Exercise details: Update everything from the line containing "find the person holding fish" down to the end of the material, replacing "silver" with "shiny" and leaving the rest unchanged.

######

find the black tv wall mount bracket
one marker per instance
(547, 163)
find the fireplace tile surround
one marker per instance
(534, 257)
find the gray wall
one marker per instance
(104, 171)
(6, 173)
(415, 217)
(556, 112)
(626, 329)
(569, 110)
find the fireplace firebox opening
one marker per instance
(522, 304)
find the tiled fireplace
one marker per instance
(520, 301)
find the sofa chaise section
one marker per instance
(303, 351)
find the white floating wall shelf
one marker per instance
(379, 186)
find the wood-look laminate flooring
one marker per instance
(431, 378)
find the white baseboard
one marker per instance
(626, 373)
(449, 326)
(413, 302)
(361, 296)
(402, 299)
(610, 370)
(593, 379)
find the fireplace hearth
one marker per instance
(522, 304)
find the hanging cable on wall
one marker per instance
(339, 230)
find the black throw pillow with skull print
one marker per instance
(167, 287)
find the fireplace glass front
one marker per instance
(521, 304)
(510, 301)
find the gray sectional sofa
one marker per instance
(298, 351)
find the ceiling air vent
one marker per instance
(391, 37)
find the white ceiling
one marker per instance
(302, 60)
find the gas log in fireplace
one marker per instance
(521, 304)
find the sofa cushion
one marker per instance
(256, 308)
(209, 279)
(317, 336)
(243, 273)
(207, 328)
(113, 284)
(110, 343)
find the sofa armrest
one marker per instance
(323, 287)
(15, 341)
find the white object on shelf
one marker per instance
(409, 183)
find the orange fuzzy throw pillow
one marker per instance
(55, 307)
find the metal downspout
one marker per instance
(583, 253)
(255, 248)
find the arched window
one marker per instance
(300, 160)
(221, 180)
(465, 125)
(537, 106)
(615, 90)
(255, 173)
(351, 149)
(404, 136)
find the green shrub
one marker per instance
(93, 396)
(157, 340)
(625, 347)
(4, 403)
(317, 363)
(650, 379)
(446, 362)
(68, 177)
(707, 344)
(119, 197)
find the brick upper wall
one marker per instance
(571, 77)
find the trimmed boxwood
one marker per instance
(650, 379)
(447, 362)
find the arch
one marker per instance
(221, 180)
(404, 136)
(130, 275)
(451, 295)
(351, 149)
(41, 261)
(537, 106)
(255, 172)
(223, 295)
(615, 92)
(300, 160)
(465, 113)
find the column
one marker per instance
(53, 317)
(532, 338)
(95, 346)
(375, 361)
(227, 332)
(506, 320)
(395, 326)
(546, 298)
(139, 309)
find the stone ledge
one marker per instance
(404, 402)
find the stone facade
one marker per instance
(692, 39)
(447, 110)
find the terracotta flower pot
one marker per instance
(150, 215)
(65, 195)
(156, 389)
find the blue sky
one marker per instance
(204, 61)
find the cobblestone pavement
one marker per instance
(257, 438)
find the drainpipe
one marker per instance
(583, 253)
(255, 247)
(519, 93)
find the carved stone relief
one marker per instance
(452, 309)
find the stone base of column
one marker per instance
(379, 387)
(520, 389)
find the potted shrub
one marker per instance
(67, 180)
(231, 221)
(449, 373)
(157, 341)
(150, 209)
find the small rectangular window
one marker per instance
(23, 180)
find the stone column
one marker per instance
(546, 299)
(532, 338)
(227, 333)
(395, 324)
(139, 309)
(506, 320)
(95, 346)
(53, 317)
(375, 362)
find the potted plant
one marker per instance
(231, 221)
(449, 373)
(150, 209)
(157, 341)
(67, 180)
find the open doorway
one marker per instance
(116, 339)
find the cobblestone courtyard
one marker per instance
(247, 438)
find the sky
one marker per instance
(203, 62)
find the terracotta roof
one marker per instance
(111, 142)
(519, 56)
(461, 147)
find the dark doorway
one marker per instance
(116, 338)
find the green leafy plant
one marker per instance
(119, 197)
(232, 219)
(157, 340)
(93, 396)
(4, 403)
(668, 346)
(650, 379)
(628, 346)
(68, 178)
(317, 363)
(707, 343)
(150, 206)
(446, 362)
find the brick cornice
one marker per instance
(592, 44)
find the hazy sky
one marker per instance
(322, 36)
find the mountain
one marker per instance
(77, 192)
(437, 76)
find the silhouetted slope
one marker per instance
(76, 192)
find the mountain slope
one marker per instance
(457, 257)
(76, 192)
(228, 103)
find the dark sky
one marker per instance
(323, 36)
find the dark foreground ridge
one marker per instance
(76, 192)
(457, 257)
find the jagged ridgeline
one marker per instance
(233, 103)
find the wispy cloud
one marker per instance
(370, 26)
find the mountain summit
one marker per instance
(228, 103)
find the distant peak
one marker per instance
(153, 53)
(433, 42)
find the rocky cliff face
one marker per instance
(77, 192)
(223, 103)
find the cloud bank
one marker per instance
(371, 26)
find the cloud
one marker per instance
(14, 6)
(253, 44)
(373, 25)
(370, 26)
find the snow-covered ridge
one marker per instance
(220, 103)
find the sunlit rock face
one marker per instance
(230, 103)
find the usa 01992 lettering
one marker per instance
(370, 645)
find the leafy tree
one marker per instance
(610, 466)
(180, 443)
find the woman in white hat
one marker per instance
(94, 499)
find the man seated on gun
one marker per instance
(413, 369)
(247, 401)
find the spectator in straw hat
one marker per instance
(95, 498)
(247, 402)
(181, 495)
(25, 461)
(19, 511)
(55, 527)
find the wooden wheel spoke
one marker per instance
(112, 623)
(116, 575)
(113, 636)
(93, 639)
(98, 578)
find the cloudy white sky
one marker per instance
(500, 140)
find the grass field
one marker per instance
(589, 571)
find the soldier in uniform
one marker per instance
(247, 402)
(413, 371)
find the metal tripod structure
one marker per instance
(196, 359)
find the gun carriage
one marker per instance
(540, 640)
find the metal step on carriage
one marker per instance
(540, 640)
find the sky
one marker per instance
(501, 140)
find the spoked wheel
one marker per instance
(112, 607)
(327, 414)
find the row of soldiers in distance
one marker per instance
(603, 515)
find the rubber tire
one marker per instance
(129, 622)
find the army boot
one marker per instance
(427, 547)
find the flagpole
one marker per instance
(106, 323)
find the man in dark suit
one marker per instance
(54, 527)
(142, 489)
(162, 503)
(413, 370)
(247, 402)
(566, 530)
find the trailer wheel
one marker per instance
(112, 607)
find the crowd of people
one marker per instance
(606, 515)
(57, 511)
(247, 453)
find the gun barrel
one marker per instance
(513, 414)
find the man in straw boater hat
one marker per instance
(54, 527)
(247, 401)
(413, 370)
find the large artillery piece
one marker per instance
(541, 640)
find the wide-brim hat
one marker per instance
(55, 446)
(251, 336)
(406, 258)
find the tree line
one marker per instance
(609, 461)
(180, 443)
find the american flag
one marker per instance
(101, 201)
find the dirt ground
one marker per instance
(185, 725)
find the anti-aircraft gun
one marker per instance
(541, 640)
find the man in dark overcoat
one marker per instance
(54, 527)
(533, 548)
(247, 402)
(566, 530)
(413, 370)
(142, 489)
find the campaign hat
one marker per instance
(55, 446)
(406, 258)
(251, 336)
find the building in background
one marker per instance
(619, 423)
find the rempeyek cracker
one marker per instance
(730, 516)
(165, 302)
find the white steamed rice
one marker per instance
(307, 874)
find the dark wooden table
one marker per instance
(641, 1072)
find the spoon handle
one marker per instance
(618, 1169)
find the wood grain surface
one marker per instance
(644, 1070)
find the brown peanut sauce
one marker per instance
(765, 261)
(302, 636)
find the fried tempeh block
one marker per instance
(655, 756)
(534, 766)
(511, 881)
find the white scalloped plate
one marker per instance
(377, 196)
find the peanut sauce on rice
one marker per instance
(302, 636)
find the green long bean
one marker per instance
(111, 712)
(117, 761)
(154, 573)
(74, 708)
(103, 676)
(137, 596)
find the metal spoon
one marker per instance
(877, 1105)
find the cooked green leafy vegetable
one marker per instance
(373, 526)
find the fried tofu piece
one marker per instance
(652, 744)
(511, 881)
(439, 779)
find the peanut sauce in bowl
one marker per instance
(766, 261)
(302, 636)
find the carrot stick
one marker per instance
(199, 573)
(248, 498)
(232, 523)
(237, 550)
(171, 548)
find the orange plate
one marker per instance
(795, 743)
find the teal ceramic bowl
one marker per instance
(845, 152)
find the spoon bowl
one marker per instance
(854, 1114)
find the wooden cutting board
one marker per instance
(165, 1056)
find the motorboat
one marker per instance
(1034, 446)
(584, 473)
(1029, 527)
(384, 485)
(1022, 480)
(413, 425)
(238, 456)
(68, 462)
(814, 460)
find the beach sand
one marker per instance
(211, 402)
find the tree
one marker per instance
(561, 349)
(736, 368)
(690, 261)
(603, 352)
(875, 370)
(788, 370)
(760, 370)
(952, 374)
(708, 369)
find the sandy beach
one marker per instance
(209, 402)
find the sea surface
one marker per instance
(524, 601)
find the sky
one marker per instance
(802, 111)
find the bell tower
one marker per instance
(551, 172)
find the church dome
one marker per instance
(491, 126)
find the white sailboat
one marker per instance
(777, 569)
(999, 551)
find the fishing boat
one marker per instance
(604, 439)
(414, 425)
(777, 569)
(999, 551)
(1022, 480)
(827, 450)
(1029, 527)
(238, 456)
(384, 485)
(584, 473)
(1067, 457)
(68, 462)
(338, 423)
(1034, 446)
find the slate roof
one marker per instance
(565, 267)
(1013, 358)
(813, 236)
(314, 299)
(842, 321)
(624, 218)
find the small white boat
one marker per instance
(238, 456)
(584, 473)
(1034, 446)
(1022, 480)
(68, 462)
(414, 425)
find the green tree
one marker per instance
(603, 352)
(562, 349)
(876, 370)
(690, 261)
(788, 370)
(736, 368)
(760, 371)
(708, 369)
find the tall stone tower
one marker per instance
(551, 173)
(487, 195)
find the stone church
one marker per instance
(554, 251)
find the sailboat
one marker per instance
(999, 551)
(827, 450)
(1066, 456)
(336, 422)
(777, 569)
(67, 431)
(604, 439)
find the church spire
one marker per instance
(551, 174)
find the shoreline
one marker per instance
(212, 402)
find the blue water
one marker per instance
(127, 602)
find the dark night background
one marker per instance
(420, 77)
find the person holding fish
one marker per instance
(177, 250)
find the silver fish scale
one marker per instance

######

Worked answer:
find the person holding fish
one marker per instance
(177, 250)
find the shiny fish scale
one marker per instance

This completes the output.